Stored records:

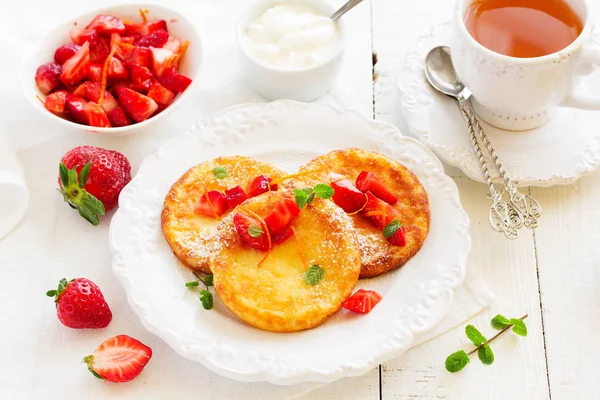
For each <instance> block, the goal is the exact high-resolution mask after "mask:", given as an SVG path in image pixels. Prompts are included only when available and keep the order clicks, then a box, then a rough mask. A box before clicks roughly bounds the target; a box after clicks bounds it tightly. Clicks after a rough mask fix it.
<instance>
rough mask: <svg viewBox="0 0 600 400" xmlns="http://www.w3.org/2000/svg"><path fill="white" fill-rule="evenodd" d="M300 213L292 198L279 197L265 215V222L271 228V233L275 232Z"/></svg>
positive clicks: (296, 204) (278, 229) (285, 227)
mask: <svg viewBox="0 0 600 400" xmlns="http://www.w3.org/2000/svg"><path fill="white" fill-rule="evenodd" d="M298 214H300V207H298V204H296V202H295V201H294V200H292V199H289V198H287V197H285V198H283V199H281V200H280V201H279V203H277V206H275V208H274V209H273V210H272V211H271V212H270V213H269V215H267V216H266V217H265V223H266V224H267V226H268V227H269V229H270V230H271V233H277V232H279V231H281V230H282V229H284V228H287V227H289V226H290V224H291V223H292V222H293V221H294V219H296V217H297V216H298Z"/></svg>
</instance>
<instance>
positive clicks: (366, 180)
mask: <svg viewBox="0 0 600 400" xmlns="http://www.w3.org/2000/svg"><path fill="white" fill-rule="evenodd" d="M356 187H357V188H358V189H359V190H360V191H362V192H364V193H367V192H371V193H373V194H374V195H375V196H377V197H379V198H380V199H381V200H383V201H385V202H386V203H388V204H392V205H394V204H396V203H397V202H398V198H397V197H396V196H394V194H393V193H392V192H391V191H390V190H389V189H388V188H387V187H386V186H385V183H383V180H381V178H380V177H378V176H377V175H375V174H374V173H373V172H368V171H362V172H361V173H360V174H359V175H358V178H356Z"/></svg>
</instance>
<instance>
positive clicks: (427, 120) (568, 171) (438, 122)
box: [398, 22, 600, 186]
mask: <svg viewBox="0 0 600 400" xmlns="http://www.w3.org/2000/svg"><path fill="white" fill-rule="evenodd" d="M452 35H454V28H453V24H452V23H451V22H447V23H444V24H441V25H436V26H434V27H433V28H432V30H431V31H430V32H429V33H428V34H426V35H424V36H422V37H421V38H420V39H419V41H418V44H417V48H416V49H415V51H413V52H412V53H410V54H409V55H408V56H407V58H406V64H405V66H404V68H403V69H402V71H401V72H400V75H399V78H398V87H399V89H400V92H401V93H402V102H401V108H402V112H403V114H404V117H405V118H406V121H407V123H408V126H409V128H410V130H411V132H412V133H413V134H414V135H415V136H416V137H418V138H419V140H420V141H421V142H422V143H423V144H425V145H426V146H427V147H429V148H430V149H432V150H433V151H434V152H435V153H436V154H437V155H438V156H440V158H442V159H443V160H444V161H446V162H447V163H449V164H450V165H453V166H455V167H458V168H460V169H461V170H462V171H463V172H464V173H465V175H467V176H468V177H469V178H471V179H474V180H476V181H479V182H483V181H484V180H483V175H482V173H481V170H480V168H479V163H478V161H477V158H476V156H475V152H474V151H473V148H472V144H471V140H470V139H469V134H468V131H467V128H466V126H465V122H464V120H463V119H462V116H461V114H460V111H459V110H458V107H457V106H456V102H455V101H454V100H453V99H450V98H449V97H446V96H444V95H441V94H439V93H437V92H436V91H435V90H434V89H432V88H431V87H430V86H429V84H428V83H427V81H426V79H425V73H424V60H425V56H426V55H427V52H428V51H429V50H430V49H432V48H433V47H436V46H440V45H448V44H449V42H450V41H451V37H452ZM584 80H585V84H586V86H587V87H588V89H589V90H590V91H591V92H593V93H600V73H596V74H595V76H589V77H585V78H584ZM481 124H482V126H483V127H484V129H485V132H486V133H487V135H488V137H489V139H490V141H491V142H492V144H493V145H494V148H495V149H496V152H497V153H498V155H499V157H500V158H501V160H502V161H503V163H504V166H505V168H506V170H507V171H508V173H509V175H510V176H511V178H513V179H514V180H516V181H518V182H519V184H520V185H521V186H552V185H561V184H570V183H573V182H575V181H576V180H577V179H579V178H581V177H582V176H585V175H588V174H590V173H592V172H594V171H595V170H597V169H598V168H599V167H600V113H599V112H597V111H583V110H575V109H570V108H559V110H558V113H557V114H556V116H555V117H554V118H553V119H552V120H550V122H548V123H547V124H546V125H544V126H542V127H540V128H537V129H533V130H529V131H524V132H509V131H504V130H501V129H498V128H495V127H492V126H490V125H488V124H486V123H485V122H483V121H481ZM490 165H493V164H492V163H490ZM492 176H494V177H495V178H496V177H497V173H496V172H495V170H494V171H493V172H492Z"/></svg>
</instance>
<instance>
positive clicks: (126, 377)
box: [83, 335, 152, 382]
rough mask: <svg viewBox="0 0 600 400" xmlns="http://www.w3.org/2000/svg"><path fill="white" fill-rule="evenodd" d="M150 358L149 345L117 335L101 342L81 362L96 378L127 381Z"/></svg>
mask: <svg viewBox="0 0 600 400" xmlns="http://www.w3.org/2000/svg"><path fill="white" fill-rule="evenodd" d="M150 358H152V349H151V348H150V347H148V346H146V345H145V344H143V343H142V342H140V341H139V340H137V339H134V338H132V337H130V336H127V335H118V336H115V337H113V338H110V339H108V340H106V341H104V342H102V344H100V346H98V348H97V349H96V350H94V353H93V354H90V355H89V356H86V357H84V359H83V362H84V363H85V364H86V365H87V367H88V370H89V371H90V372H91V373H92V374H93V375H94V376H95V377H96V378H99V379H104V380H107V381H109V382H129V381H130V380H132V379H134V378H135V377H136V376H138V375H139V374H140V373H141V372H142V370H143V369H144V367H145V366H146V365H147V364H148V362H149V361H150Z"/></svg>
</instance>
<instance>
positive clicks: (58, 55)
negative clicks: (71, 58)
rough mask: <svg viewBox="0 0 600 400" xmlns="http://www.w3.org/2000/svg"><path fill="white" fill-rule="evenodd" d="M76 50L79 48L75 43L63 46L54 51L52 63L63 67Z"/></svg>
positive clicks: (74, 53) (66, 44)
mask: <svg viewBox="0 0 600 400" xmlns="http://www.w3.org/2000/svg"><path fill="white" fill-rule="evenodd" d="M77 50H79V46H78V45H76V44H75V43H67V44H63V45H62V46H60V47H59V48H58V49H56V51H54V62H56V63H57V64H59V65H63V64H64V63H65V62H66V61H67V60H68V59H69V58H71V57H73V55H74V54H75V53H77Z"/></svg>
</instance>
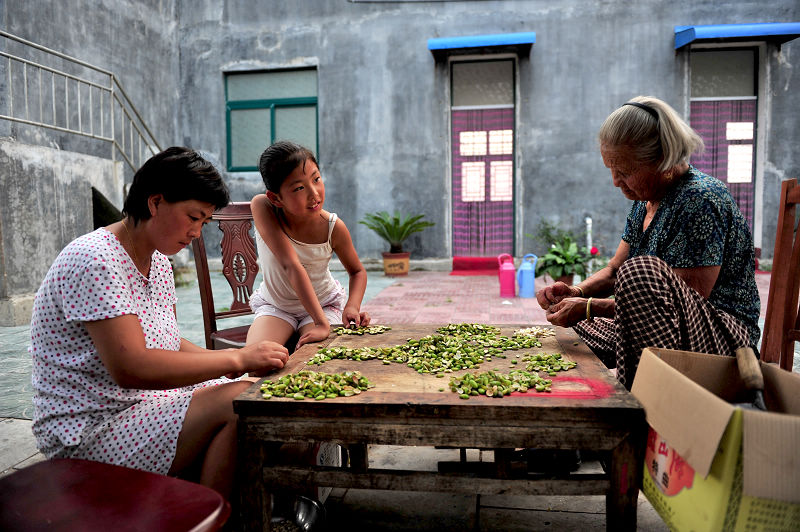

■ **Problem to solve**
Output the entries verbatim but drop the images.

■ **Response area**
For each <instance> block, the goal is the exact high-resolution mask after "mask:", given as an SVG path in image pixels. Prompts are included only when available and keep the order clicks, then a box, then a rough mask. A box before clicks roughly bounds the target; a box after clicks bounds it tightly. Clicks after a rough mask fix it.
<instance>
rough mask: <svg viewBox="0 0 600 400" xmlns="http://www.w3.org/2000/svg"><path fill="white" fill-rule="evenodd" d="M300 213L292 198L279 197L265 215V222L271 228V233L275 232Z"/></svg>
positive clicks: (296, 204) (278, 229) (285, 227)
mask: <svg viewBox="0 0 600 400" xmlns="http://www.w3.org/2000/svg"><path fill="white" fill-rule="evenodd" d="M298 214H300V207H298V204H296V202H295V201H294V200H292V199H289V198H287V197H285V198H283V199H281V200H280V201H279V203H277V206H275V208H274V209H273V210H272V211H271V212H270V213H269V215H267V216H266V217H265V223H266V224H267V226H268V227H269V229H270V230H271V233H277V232H279V231H281V230H282V229H284V228H287V227H289V226H290V224H291V223H292V222H293V221H294V219H296V217H297V216H298Z"/></svg>
</instance>
<instance>
positive clicks: (366, 180)
mask: <svg viewBox="0 0 600 400" xmlns="http://www.w3.org/2000/svg"><path fill="white" fill-rule="evenodd" d="M356 187H357V188H358V189H359V190H360V191H362V192H364V193H367V192H371V193H373V194H374V195H375V196H377V197H379V198H380V199H381V200H383V201H385V202H386V203H388V204H392V205H394V204H396V203H397V202H398V198H397V197H396V196H394V194H393V193H392V192H391V191H390V190H389V189H388V188H387V187H386V186H385V183H383V180H381V178H380V177H378V176H377V175H375V174H374V173H373V172H368V171H362V172H361V173H360V174H359V175H358V178H356Z"/></svg>
</instance>
<instance>
positive clicks: (427, 120) (568, 171) (438, 122)
box: [398, 22, 600, 186]
mask: <svg viewBox="0 0 600 400" xmlns="http://www.w3.org/2000/svg"><path fill="white" fill-rule="evenodd" d="M452 35H454V28H453V24H452V23H451V22H447V23H444V24H441V25H436V26H434V27H433V28H432V30H431V31H430V32H429V33H428V34H426V35H424V36H422V37H421V38H420V39H419V41H418V44H417V48H416V49H415V51H413V52H412V53H410V54H409V55H408V56H407V58H406V64H405V66H404V68H403V69H402V71H401V72H400V75H399V78H398V87H399V89H400V92H401V93H402V102H401V108H402V112H403V114H404V117H405V118H406V121H407V123H408V126H409V128H410V130H411V132H412V133H413V134H414V135H415V136H416V137H418V138H419V140H420V141H421V142H422V143H423V144H425V145H426V146H427V147H429V148H430V149H432V150H433V151H434V152H435V153H436V154H437V155H438V156H440V158H442V159H443V160H444V161H446V162H447V163H449V164H450V165H453V166H455V167H458V168H460V169H461V170H462V171H463V172H464V173H465V175H467V176H468V177H469V178H471V179H474V180H476V181H479V182H483V181H484V180H483V175H482V173H481V170H480V168H479V163H478V161H477V158H476V156H475V152H474V151H473V148H472V144H471V140H470V139H469V134H468V131H467V128H466V126H465V122H464V120H463V119H462V116H461V114H460V111H459V110H458V107H457V106H456V102H455V101H454V100H453V99H450V98H449V97H446V96H444V95H441V94H439V93H437V92H436V91H435V90H434V89H432V88H431V87H430V86H429V84H428V83H427V81H426V79H425V73H424V60H425V56H426V55H427V52H428V51H429V50H430V49H432V48H433V47H436V46H440V45H448V44H449V42H450V41H451V37H452ZM584 80H585V84H586V86H587V87H588V89H589V90H590V91H591V92H593V93H600V73H596V74H595V76H589V77H585V78H584ZM481 124H482V126H483V127H484V129H485V132H486V133H487V135H488V137H489V139H490V141H491V142H492V144H493V145H494V148H495V149H496V152H497V153H498V155H499V157H500V158H501V160H502V161H503V163H504V166H505V168H506V170H507V171H508V173H509V175H510V176H511V178H513V179H514V180H516V181H518V182H519V184H520V185H521V186H552V185H561V184H570V183H573V182H575V181H576V180H577V179H579V178H581V177H582V176H585V175H588V174H590V173H592V172H594V171H595V170H597V169H598V168H599V167H600V113H599V112H597V111H583V110H575V109H570V108H559V110H558V113H557V114H556V116H555V117H554V118H553V119H552V120H550V122H548V123H547V124H546V125H544V126H542V127H540V128H537V129H533V130H529V131H524V132H509V131H504V130H501V129H498V128H495V127H492V126H490V125H488V124H486V123H485V122H483V121H481ZM490 165H493V164H492V163H490ZM492 176H494V177H495V178H496V177H497V173H496V172H495V170H494V171H493V172H492Z"/></svg>
</instance>
<instance>
positive clicks: (126, 377)
box: [83, 335, 152, 382]
rough mask: <svg viewBox="0 0 600 400" xmlns="http://www.w3.org/2000/svg"><path fill="white" fill-rule="evenodd" d="M150 358L149 345L117 335L101 342L81 362L96 378L127 381Z"/></svg>
mask: <svg viewBox="0 0 600 400" xmlns="http://www.w3.org/2000/svg"><path fill="white" fill-rule="evenodd" d="M150 358H152V349H151V348H150V347H148V346H146V345H145V344H143V343H142V342H140V341H139V340H137V339H134V338H132V337H130V336H127V335H118V336H115V337H113V338H110V339H108V340H106V341H104V342H102V344H100V346H98V348H97V349H96V350H94V353H93V354H90V355H89V356H86V357H84V359H83V362H84V363H85V364H86V365H87V367H88V370H89V371H90V372H91V373H92V374H93V375H94V376H95V377H96V378H99V379H104V380H107V381H109V382H129V381H130V380H132V379H134V378H135V377H136V376H138V375H139V374H140V373H141V372H142V370H143V369H144V367H145V366H146V365H147V364H148V362H149V361H150Z"/></svg>
</instance>
<instance>
positive clicks: (58, 55)
negative clicks: (71, 58)
rough mask: <svg viewBox="0 0 600 400" xmlns="http://www.w3.org/2000/svg"><path fill="white" fill-rule="evenodd" d="M76 50L79 48L75 43L63 46L54 51L52 63L63 67Z"/></svg>
positive clicks: (74, 53) (66, 44)
mask: <svg viewBox="0 0 600 400" xmlns="http://www.w3.org/2000/svg"><path fill="white" fill-rule="evenodd" d="M77 50H79V46H78V45H76V44H75V43H67V44H63V45H62V46H60V47H59V48H58V49H56V51H54V62H56V63H57V64H59V65H63V64H64V63H65V62H66V61H67V60H68V59H69V58H71V57H73V55H74V54H75V53H77Z"/></svg>
</instance>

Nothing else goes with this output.